=== Begin Enclosure ===

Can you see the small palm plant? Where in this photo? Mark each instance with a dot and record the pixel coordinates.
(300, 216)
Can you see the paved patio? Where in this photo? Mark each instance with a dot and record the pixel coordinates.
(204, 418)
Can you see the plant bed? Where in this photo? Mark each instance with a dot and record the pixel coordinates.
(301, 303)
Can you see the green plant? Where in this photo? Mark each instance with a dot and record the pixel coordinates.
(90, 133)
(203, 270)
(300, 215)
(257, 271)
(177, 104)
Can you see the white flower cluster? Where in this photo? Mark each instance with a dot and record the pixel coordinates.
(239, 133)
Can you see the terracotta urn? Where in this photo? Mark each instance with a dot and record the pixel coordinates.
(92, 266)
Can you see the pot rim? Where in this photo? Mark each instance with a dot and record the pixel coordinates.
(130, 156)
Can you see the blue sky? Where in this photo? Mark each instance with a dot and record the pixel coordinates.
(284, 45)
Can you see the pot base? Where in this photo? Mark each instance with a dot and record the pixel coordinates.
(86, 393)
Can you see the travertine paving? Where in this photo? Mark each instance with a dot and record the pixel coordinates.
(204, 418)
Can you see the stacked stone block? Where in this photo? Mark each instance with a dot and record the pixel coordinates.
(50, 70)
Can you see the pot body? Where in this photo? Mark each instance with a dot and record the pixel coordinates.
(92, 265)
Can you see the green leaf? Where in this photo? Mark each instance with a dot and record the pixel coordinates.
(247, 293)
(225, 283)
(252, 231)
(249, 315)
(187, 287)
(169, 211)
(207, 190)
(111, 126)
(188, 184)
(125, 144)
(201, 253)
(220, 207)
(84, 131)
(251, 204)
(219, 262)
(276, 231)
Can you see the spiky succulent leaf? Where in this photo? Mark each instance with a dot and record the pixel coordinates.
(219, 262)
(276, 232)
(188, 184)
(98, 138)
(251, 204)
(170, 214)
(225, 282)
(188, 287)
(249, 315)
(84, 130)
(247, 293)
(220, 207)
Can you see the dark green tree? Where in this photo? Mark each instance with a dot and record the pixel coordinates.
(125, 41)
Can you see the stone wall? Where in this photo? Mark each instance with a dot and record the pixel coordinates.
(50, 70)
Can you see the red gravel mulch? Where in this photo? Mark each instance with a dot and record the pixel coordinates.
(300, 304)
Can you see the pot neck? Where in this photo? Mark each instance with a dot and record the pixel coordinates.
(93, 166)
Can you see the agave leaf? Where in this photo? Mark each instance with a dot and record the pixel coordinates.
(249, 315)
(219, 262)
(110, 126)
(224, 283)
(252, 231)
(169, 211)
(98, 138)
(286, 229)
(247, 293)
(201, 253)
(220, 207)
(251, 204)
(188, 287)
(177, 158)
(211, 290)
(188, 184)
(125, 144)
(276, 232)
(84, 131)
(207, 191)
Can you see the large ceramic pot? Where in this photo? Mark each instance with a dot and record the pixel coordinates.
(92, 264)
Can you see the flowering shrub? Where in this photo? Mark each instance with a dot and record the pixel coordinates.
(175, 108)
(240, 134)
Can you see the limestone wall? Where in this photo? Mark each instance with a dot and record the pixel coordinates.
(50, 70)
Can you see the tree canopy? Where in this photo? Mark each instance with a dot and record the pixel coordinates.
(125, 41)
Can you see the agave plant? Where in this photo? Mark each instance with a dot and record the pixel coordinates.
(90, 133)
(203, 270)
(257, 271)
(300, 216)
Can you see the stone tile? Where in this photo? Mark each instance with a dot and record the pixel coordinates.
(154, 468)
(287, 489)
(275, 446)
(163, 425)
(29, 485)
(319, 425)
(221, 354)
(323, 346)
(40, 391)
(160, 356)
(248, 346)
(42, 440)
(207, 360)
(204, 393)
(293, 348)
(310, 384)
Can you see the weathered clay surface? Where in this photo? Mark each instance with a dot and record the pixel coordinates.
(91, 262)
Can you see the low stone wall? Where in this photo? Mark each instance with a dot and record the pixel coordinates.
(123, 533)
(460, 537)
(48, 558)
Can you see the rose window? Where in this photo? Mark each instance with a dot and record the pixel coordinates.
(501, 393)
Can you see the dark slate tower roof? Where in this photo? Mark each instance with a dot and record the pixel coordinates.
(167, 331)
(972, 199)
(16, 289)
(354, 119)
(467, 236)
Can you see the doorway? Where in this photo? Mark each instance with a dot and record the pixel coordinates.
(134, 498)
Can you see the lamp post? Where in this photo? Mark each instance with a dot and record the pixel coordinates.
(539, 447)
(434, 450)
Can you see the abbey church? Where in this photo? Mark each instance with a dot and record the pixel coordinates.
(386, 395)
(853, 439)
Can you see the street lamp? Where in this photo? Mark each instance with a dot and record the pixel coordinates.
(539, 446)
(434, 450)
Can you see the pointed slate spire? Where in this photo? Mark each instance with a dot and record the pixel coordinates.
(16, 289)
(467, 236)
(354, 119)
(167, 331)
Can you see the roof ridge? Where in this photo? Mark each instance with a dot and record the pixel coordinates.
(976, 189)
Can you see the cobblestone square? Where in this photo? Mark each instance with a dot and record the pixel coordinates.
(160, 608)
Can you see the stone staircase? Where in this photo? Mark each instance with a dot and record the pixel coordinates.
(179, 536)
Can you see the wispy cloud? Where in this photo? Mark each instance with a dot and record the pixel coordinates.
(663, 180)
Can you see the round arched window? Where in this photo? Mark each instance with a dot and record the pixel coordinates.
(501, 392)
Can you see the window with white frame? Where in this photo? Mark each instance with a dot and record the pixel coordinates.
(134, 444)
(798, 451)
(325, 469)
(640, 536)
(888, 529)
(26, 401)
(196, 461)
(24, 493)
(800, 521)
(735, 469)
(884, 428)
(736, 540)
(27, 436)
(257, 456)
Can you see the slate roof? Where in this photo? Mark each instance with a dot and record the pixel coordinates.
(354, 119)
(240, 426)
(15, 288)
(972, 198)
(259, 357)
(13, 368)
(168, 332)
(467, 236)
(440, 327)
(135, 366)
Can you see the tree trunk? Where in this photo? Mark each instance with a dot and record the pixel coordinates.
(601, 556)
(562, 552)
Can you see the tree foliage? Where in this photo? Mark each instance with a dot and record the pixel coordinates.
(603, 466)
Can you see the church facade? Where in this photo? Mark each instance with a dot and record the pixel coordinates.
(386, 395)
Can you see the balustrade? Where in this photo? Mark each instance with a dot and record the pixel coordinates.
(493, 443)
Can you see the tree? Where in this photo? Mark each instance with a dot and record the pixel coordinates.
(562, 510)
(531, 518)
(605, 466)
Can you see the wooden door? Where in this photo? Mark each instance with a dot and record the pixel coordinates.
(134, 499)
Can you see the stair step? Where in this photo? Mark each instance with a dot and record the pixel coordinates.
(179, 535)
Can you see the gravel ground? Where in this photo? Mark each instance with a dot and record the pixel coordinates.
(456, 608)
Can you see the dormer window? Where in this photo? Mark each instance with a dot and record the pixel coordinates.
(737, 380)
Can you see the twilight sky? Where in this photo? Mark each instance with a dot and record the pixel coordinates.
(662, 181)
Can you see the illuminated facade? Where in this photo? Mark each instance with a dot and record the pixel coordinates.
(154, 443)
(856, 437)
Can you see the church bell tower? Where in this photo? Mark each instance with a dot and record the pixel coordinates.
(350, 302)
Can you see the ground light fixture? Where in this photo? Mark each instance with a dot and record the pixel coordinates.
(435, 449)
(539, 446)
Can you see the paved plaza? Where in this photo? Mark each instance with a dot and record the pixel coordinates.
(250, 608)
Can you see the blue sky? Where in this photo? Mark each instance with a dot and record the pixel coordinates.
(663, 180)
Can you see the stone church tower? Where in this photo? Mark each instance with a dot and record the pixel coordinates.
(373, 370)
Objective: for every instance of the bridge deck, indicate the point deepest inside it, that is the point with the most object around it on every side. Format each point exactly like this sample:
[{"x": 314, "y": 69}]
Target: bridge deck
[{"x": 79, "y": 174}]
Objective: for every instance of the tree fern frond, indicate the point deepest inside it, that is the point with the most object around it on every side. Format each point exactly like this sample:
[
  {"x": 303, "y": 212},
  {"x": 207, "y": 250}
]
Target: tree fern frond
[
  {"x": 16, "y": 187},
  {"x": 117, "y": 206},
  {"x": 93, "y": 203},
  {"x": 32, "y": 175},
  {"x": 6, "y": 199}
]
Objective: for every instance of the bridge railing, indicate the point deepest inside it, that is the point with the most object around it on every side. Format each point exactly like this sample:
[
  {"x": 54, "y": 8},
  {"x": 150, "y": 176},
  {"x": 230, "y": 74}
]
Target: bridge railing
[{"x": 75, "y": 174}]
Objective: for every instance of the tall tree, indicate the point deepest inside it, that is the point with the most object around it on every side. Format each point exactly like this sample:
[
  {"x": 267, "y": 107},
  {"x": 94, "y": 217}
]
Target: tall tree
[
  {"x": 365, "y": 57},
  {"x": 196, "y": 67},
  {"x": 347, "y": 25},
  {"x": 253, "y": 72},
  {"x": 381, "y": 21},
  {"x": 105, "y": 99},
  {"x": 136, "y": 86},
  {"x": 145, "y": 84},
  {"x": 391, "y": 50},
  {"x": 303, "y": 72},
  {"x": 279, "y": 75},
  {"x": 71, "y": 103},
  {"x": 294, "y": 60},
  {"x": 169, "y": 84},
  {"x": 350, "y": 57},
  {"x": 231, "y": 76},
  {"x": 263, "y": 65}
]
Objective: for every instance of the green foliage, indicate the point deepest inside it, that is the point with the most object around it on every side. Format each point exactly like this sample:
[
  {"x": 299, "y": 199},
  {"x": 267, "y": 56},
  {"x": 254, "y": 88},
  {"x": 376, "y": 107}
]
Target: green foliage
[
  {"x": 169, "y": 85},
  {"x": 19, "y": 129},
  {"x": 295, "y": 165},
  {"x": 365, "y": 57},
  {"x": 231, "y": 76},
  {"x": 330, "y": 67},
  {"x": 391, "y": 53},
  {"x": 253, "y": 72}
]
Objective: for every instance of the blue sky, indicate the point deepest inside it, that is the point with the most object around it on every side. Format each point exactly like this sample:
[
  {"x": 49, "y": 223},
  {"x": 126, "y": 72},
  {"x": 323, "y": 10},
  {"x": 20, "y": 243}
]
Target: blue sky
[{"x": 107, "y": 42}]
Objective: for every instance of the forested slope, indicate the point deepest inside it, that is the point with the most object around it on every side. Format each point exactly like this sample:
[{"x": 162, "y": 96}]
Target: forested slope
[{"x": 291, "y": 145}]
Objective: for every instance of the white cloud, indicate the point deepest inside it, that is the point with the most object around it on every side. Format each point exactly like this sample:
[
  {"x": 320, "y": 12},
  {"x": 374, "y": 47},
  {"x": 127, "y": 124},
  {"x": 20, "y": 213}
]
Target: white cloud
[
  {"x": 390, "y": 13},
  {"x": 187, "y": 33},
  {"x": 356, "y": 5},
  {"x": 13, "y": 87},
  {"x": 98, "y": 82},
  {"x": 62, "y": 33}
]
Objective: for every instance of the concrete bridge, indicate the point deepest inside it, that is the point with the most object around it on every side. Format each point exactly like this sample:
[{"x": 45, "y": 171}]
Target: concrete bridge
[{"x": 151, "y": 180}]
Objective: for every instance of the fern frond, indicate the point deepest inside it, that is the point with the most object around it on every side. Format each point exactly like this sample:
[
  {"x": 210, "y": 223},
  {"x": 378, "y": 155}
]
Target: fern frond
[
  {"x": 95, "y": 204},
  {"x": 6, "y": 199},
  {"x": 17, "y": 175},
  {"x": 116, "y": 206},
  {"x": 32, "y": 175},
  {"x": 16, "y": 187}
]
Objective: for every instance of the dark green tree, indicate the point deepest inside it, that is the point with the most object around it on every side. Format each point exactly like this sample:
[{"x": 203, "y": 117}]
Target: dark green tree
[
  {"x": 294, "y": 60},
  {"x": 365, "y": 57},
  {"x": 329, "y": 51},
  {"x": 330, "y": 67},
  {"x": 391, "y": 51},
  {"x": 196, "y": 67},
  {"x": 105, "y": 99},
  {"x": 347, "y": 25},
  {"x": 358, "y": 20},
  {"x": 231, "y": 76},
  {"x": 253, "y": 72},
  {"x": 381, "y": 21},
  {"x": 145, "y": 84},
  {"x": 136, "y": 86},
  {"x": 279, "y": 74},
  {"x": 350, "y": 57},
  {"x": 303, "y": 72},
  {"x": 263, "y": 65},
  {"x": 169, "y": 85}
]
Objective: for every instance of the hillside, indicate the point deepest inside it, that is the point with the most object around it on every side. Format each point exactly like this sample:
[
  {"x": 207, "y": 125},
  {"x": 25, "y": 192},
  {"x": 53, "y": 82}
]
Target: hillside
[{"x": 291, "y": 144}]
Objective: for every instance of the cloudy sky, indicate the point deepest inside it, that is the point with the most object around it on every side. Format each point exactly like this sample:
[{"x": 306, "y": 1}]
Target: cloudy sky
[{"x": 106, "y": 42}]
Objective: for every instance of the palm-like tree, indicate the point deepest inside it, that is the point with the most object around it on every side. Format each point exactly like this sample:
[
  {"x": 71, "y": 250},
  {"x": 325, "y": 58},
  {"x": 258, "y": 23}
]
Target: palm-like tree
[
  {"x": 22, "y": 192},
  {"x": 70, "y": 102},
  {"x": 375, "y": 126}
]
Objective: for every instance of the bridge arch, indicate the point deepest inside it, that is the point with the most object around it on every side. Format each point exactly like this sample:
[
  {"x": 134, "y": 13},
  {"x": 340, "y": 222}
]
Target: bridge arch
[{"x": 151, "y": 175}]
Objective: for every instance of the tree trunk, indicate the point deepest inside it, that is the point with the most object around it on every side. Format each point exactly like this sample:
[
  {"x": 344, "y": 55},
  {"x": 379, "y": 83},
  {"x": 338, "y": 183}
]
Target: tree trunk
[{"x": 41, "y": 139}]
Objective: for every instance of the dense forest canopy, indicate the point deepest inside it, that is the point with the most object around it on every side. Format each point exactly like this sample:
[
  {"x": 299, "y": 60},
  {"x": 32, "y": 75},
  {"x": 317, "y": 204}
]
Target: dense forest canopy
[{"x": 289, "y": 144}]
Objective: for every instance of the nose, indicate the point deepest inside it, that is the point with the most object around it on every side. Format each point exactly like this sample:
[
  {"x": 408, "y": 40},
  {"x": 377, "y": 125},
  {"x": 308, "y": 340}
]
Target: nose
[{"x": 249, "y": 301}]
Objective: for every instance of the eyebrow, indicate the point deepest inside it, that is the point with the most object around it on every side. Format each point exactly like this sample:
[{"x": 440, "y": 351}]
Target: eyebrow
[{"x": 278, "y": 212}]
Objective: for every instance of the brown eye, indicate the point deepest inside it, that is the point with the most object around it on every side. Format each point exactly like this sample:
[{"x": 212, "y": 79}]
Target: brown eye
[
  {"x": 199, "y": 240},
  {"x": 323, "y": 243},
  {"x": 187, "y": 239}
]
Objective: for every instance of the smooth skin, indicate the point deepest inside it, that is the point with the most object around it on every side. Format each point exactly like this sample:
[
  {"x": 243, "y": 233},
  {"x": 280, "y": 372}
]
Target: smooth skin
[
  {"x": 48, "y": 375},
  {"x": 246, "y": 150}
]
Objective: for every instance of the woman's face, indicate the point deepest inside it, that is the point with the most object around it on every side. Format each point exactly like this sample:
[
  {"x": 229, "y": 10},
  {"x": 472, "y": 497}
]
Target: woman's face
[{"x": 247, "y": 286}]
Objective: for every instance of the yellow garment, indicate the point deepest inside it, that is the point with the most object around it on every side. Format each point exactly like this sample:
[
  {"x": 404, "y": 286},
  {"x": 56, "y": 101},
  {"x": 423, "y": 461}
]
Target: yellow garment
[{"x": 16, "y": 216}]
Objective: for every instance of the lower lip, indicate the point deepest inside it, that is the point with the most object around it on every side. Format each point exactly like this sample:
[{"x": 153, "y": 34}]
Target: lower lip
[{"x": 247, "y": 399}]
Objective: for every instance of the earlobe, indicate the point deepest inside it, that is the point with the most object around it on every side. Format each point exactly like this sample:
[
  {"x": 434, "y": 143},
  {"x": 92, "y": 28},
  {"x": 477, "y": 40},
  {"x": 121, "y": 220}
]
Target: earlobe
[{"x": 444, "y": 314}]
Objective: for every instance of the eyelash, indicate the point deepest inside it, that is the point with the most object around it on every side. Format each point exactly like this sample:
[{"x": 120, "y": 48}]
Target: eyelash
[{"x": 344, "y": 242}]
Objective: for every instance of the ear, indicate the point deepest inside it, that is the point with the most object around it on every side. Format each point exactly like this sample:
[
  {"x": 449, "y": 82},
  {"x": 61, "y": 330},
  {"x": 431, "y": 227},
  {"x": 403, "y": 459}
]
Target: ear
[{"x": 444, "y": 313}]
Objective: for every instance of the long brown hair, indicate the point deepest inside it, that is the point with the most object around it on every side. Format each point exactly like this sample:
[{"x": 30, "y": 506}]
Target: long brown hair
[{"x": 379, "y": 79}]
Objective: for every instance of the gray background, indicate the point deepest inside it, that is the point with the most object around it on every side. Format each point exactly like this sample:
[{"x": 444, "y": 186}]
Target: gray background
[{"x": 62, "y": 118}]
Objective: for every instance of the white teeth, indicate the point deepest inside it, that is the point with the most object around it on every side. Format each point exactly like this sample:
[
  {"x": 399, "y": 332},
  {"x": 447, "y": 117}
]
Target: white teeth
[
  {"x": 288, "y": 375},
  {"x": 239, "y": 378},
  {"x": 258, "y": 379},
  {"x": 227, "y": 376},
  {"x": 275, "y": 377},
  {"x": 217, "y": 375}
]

=== End Enclosure ===

- **Task goal**:
Lines from the one holding "Objective: for every instance of the white teeth, indicate" through the end of the material above should be output exactly, and all others skipped.

- **Task output**:
Objective: for every instance of the white teeth, indicate the point deepest inside it, that is the point with the most object around it on every side. Format each point exactly like this sample:
[
  {"x": 399, "y": 332},
  {"x": 447, "y": 117}
]
Target: white teeth
[
  {"x": 288, "y": 375},
  {"x": 239, "y": 378},
  {"x": 258, "y": 379},
  {"x": 227, "y": 376},
  {"x": 275, "y": 377},
  {"x": 217, "y": 375}
]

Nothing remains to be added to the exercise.